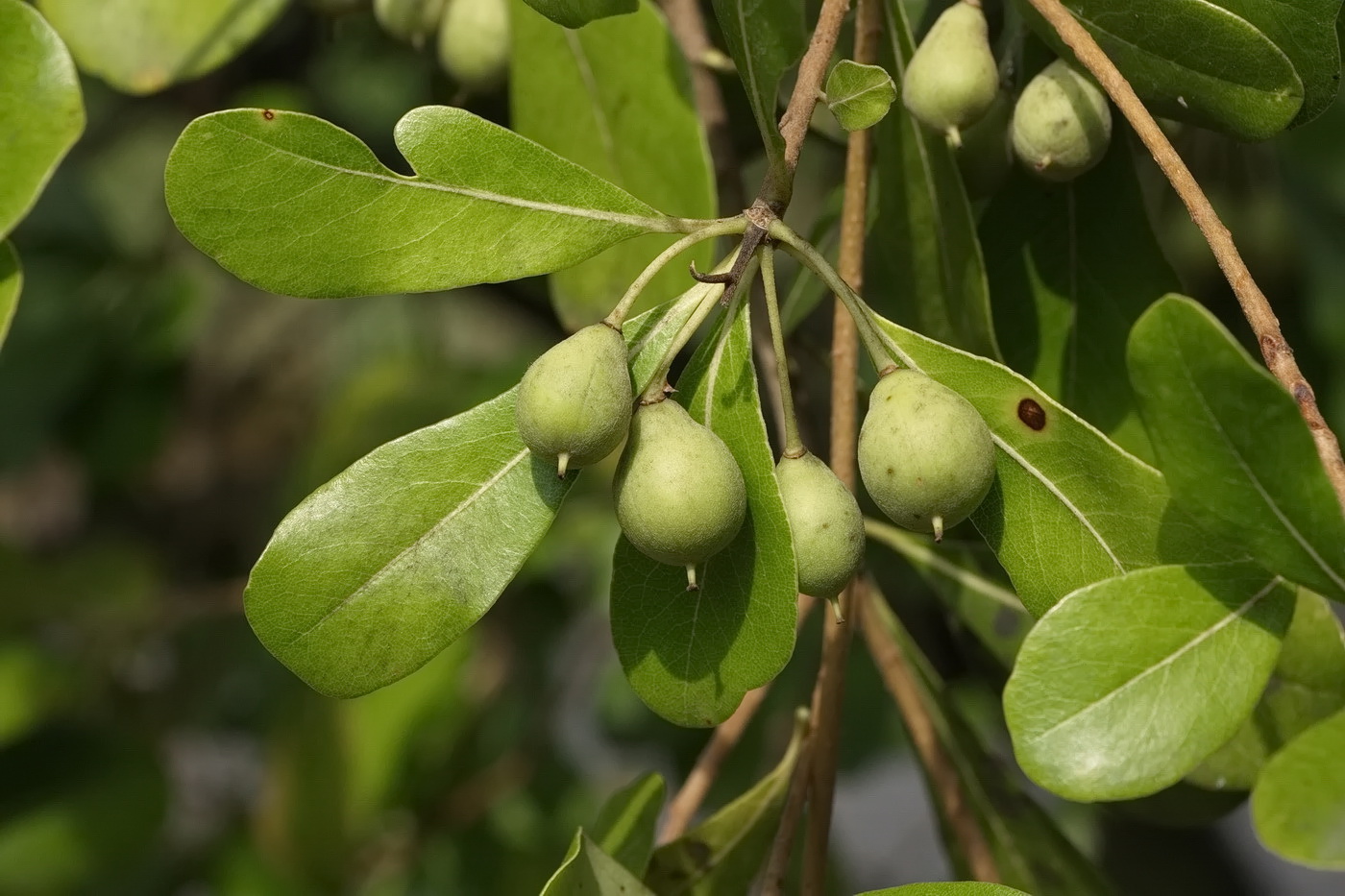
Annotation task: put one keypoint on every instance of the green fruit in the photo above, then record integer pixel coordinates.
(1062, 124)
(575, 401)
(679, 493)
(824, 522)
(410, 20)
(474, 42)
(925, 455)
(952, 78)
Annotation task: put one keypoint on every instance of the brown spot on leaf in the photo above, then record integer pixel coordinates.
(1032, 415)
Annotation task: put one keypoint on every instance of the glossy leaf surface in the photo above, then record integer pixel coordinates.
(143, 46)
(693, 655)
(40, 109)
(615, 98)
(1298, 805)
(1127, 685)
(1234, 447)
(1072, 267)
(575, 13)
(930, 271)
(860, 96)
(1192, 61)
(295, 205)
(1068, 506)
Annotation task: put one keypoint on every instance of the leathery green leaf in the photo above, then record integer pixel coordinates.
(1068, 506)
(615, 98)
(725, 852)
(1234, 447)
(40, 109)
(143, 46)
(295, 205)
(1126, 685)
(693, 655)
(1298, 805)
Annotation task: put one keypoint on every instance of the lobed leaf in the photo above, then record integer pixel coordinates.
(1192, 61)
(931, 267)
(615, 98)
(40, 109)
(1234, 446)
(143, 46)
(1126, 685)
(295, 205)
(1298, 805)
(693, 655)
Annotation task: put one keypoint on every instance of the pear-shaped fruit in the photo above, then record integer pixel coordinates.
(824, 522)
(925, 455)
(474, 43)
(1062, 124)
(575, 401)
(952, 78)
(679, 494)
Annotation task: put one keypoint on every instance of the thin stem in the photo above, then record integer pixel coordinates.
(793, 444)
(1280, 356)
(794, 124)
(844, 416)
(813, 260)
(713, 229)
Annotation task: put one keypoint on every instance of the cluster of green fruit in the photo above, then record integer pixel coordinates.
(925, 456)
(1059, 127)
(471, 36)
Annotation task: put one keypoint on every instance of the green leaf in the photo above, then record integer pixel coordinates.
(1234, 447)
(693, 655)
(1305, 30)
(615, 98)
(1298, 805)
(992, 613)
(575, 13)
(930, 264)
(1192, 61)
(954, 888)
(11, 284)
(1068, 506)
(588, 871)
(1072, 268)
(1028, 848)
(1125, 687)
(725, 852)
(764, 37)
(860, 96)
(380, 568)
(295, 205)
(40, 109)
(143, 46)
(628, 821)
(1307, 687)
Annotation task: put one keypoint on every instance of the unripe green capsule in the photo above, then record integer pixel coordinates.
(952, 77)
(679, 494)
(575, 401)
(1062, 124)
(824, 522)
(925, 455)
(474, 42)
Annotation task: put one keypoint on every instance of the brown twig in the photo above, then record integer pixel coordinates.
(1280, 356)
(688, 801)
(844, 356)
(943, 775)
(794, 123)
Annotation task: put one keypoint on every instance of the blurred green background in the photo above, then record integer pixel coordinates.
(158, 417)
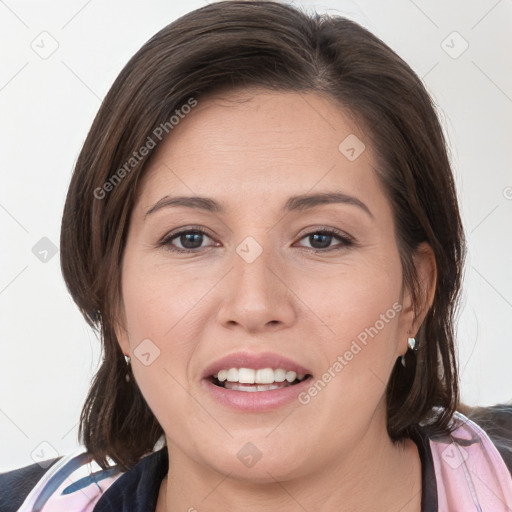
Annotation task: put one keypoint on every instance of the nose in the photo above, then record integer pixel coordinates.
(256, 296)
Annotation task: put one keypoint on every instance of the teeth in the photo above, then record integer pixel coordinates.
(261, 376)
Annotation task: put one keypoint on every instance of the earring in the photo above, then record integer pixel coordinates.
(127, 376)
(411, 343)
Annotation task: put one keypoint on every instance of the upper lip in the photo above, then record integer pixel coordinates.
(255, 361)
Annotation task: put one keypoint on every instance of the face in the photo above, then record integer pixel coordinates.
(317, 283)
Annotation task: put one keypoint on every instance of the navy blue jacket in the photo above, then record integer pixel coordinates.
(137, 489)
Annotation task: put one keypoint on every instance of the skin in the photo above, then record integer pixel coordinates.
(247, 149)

■ WHAT NEEDS TO BE DONE
Copy out all the records above word for word, leaving out the pictures.

■ RESULT
Annotation task: put one keypoint on every instance of the green fruit in the photo above, then record integer pixel coordinates.
(1062, 124)
(575, 401)
(679, 493)
(824, 522)
(410, 20)
(474, 42)
(925, 455)
(952, 78)
Annotation task: put one keypoint on every instance of the brown spot on leaf in the photo above, then record integer pixel coordinates.
(1032, 415)
Annotation task: put one keypoint on every instance of the glossy leaf surface in the photo above, then record integer pixel coordinates.
(143, 46)
(693, 655)
(40, 109)
(615, 98)
(1298, 805)
(1127, 685)
(1234, 447)
(1072, 267)
(575, 13)
(930, 271)
(860, 96)
(1192, 61)
(295, 205)
(1068, 506)
Annotation task: put one keypoint on every instance of the leathery green leaf in the photo above, then record integer pixel coordinates.
(1068, 506)
(615, 98)
(725, 852)
(1234, 447)
(40, 109)
(143, 46)
(295, 205)
(1126, 685)
(693, 655)
(1298, 805)
Annotation task: put one keypoint on every instance of the lobed leaf in the photo above, then record integer pixel coordinates.
(1192, 61)
(931, 267)
(615, 98)
(40, 109)
(1234, 446)
(143, 46)
(1126, 685)
(295, 205)
(1298, 805)
(693, 655)
Annotation task: put one keypoint on every instance of the pear-shaped fruit in the photo above, then record integer pixel coordinates.
(824, 522)
(925, 455)
(474, 43)
(1062, 124)
(575, 401)
(952, 78)
(679, 494)
Annotation task: put one keypoint on every instance of the thin stem in the photo above, then record integer pixel coordinates.
(793, 444)
(1280, 356)
(794, 124)
(844, 416)
(813, 260)
(713, 229)
Annotation task: put one keypoint on every instance of the cluster of green fruit in the photo above, then record integer pixel coordinates.
(925, 456)
(1059, 127)
(471, 36)
Annotation task: put one keypoint on every instance of the green leaf in the photo above, then record integer pixel coordinates.
(1234, 447)
(693, 655)
(1305, 30)
(615, 98)
(1298, 805)
(992, 613)
(575, 13)
(930, 264)
(1192, 61)
(954, 888)
(11, 284)
(1068, 506)
(588, 871)
(1072, 268)
(1028, 848)
(1125, 687)
(725, 852)
(764, 37)
(860, 96)
(380, 568)
(295, 205)
(40, 109)
(143, 46)
(628, 821)
(1307, 687)
Annotation task: put one keypoint on every instance of the unripe green capsule in the photo above, then record integer pixel coordinates.
(952, 77)
(679, 494)
(575, 401)
(1062, 124)
(824, 522)
(925, 455)
(474, 42)
Annotation task: put one keypoint on every instance of the brown twig in the photo above, then record integer pixel coordinates.
(1280, 356)
(688, 801)
(844, 356)
(943, 775)
(794, 123)
Annotation task: put one keypoint on every instance of the blurred green background in the photo above, then record integer pixel coordinates.
(158, 417)
Annotation task: put one keypoint on every instance of the nose in the photo above, then record integer pixel coordinates.
(256, 296)
Annotation task: put one keypoint on every instance of the teeth in the photo above, then record integer pixel coordinates.
(261, 376)
Annotation task: put one keypoint on every instance of the earring in the photo above, then record integer pixel coordinates.
(127, 376)
(411, 343)
Annotation task: put one keypoint on every instance of the upper lip in the photo above, then record integer pixel coordinates.
(255, 361)
Annotation task: put one keypoint on every instance of the face in the photo above, then record integer pixel coordinates.
(317, 283)
Annotation task: put one keypoint on every instance of the navy blue jacket in the photo above, then record integer pixel coordinates.
(137, 489)
Annotation task: put one keypoint on every instance of the skin in the photo above, then record integer pixel coordinates.
(247, 149)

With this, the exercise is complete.